### TESTO FORNITO:
%%
Il costo del denaro deciso dalla BCE fa balzare il tasso dei nuovi mutui. Il Bollettino mensile dell’ABI, infatti, segnala un tasso medio per l’acquisto di abitazioni in crescita al 2,73% ad ottobre, dal 2,26% di settembre.
Il costo del denaro deciso dalla BCE fa balzare il tasso dei nuovi mutui. Il Bollettino mensile dell’ABI, infatti, segnala un tasso medio per l’acquisto di abitazioni in crescita al 2,73% ad ottobre, dal 2,26% di settembre.
Anche il tasso medio sul totale dei prestiti ha subito una stoccata verso l’alto toccando il 2,78% contro il 2,47% del mese precedente. Balzi simili li abbiamo avuti solo ad agosto 2017.
Infine, il tasso medio sulle nuove operazioni di finanziamento delle imprese ha stabilito il suo rialzo al 2,55%, dal 2,00 % di settembre, livello che non veniva toccato da dicembre 2014.
“Nonostante i rialzi dei tassi della BCE, i tassi dei prestiti continuano a rimanere particolarmente bassi” segnala l’ABI (Associazione Bancaria Italiana). Prosegue, rassicurando, “non hanno incorporato gli aumenti della BCE, che si è mossa con +0,75 a settembre e ha annunciato ad ottobre un ulteriore aumento di 75 punti base al mese di novembre, per un incremento totale dei tassi di un punto e mezzo“.
Secondo il vice direttore generale dell’associazione, Gianfranco Torriero, gran parte delle famiglie sono “immunizzate” dal rialzo dei tassi decisi dalla BCE grazie al tasso fisso siglato sull’ 80% dei mutui erogati negli ultimi 4-5 anni. Questo è il principale motivo per cui non ci si aspetta una particolare depressione della compagine nei mesi che ci attendono.
Gli altri dati che riguardano i prestiti bancari a famiglie ed imprese a ottobre ci confermano un trend positivo dei prestiti e ne segnalano, invece, uno negativo per i depositi.
I finanziamenti salgono del 3,4% rispetto all’anno precedente. I depositi, dopo un +2,3% di settembre e un +6,5% di ottobre, passano a +0,1%. “La raccolta resta positiva rispetto ad un anno fa – legge Torriero – ma sui depositi si è toccato il tetto“.
Quello che l’ABI chiede al governo per i prossimi mesi è di concentrare le risorse pubbliche in misure a sostegno delle imprese, soprattutto nella programmazione riabilitativa del debito, così da gestire la qualità del credito.
%%
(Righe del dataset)
%%
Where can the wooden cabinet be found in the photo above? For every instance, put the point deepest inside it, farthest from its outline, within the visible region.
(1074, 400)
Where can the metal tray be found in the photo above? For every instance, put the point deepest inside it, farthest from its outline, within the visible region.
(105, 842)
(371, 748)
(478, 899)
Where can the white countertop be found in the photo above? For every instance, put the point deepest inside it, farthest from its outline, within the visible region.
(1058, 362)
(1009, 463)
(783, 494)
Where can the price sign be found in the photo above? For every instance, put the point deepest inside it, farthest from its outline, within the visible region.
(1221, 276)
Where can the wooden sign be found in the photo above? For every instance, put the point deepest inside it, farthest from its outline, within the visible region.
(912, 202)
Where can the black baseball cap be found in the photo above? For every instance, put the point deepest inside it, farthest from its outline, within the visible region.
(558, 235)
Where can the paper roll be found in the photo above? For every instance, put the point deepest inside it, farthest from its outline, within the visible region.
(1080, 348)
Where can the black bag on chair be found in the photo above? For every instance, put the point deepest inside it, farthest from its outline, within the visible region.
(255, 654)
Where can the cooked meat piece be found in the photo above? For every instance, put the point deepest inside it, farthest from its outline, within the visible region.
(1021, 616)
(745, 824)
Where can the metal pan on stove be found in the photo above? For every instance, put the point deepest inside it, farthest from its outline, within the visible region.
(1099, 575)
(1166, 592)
%%
### CONSEGNA 1:
Indica se ciascuna affermazione concorda con il testo sui tassi dei mutui, rispondendo sì o no e citando le parole del testo che lo stabiliscono: (a) a ottobre il tasso medio per l'acquisto di abitazioni era del 2,73%; (b) il tasso medio sulle nuove operazioni di finanziamento delle imprese non raggiungeva il 2,55% da dicembre 2014; (c) secondo Torriero, il tasso fisso riguarda la metà dei mutui erogati negli ultimi 4-5 anni.
### CONSEGNA 2:
Prosegui il testo sui tassi dei mutui a partire dal punto in cui si interrompe.
Questi dati non hanno alcun ruolo qui.

### RISPOSTA 1:
(a) Sì: "segnala un tasso medio per l’acquisto di abitazioni in crescita al 2,73% ad ottobre".
(b) Sì: "livello che non veniva toccato da dicembre 2014".
(c) No: "grazie al tasso fisso siglato sull’ 80% dei mutui erogati negli ultimi 4-5 anni".

### RISPOSTA 2:
Il rapporto mensile dell’associazione sottolinea la stabilità ancora attiva delle sofferenze nette a 16,2 miliardi di euro. Per questo motivo si fanno urgenti misure di sostegno a favore delle imprese “che permettano maggiore sostenibilità nell’onorare gli impegni finanziari” pone l’accento Torriero.
Nell’aggiornamento relativo all’anno 2021 di Banca d’Italia possiamo, invece, chiarirci le idee sui costi dei conti correnti. Si passa da una spesa pari a 90,9 euro nell’anno precedente ai 94,7 euro attuali. Il rincaro è dovuto a diversi fattori – delucida l’organizzazione governativa- “alla crescita sia delle spese fisse sia di quelle variabili; tra le spese fisse l’apporto più significativo è attribuibile a quelle per l’emissione e la gestione delle carte di pagamento; mentre le spese variabili sono cresciute principalmente per effetto della maggiore operatività della clientela, dopo la contrazione osservata per il 2020” .
Inoltre, dall’indagine sui conti correnti pubblicata da via Nazionale sul sito ufficiale è possibile notare anche i dati relativi alle spese dei conti correnti on-line, che passano da 21,5 a 23, 4 euro, in ragione della spesa per i canoni di base. Per i conti postali, invece, si osserva un incremento da 53 a 58 euro dovuto all’accresciuta operatività dei correntisti.
Emerge, infine, che la commissione per la messa a disposizione dei fondi (MDF) applicata nei contratti di apertura del credito nei conti correnti è risultata in flessione dall’1,8% all’ 1,7% del credito accordato; la commissione unitaria di istruttoria veloce (CIV), applicata sugli sconfinamenti e sugli scoperti di conto corrente è diminuita da 18,9 a 16,9 euro.
Il Consiglio direttivo della Banca Centrale Europea aumentando i tassi di riferimento dello 0,75%, a causa soprattutto della crescente inflazione, che, probabilmente rimarrà alta anche nel 2024 e nel 2025 inciderà sia sulle rate dei mutui a tasso fisso, ossia sull’ Euris, sia sui mutui a tasso variabile, quindi sull’indice Euribor.
L’incremento dei tassi potrebbe riportare le previsioni di un’inflazione in linea con il 2% in programma. La previsione sostanzialmente porta, per il 2023, all’aumento dei tassi fissi e variabili rispettivamente del 3,5-4% e del 2,5-3%.
Un rialzo dei tassi d’interesse farà scendere le quotazioni delle obbligazioni a tasso fisso preesistenti, poiché le stesse sono meno competitive rispetto a nuovi bond dotati di cedola più alta. L’aumento dei tassi d’interesse, quindi, rende più remunerativi e più convenienti gli investimenti in obbligazioni, statali e corporate, ovvero emesse da aziende o società private.
È bene precisare la natura instabile delle previsioni legata principalmente all’andamento della situazione internazionale.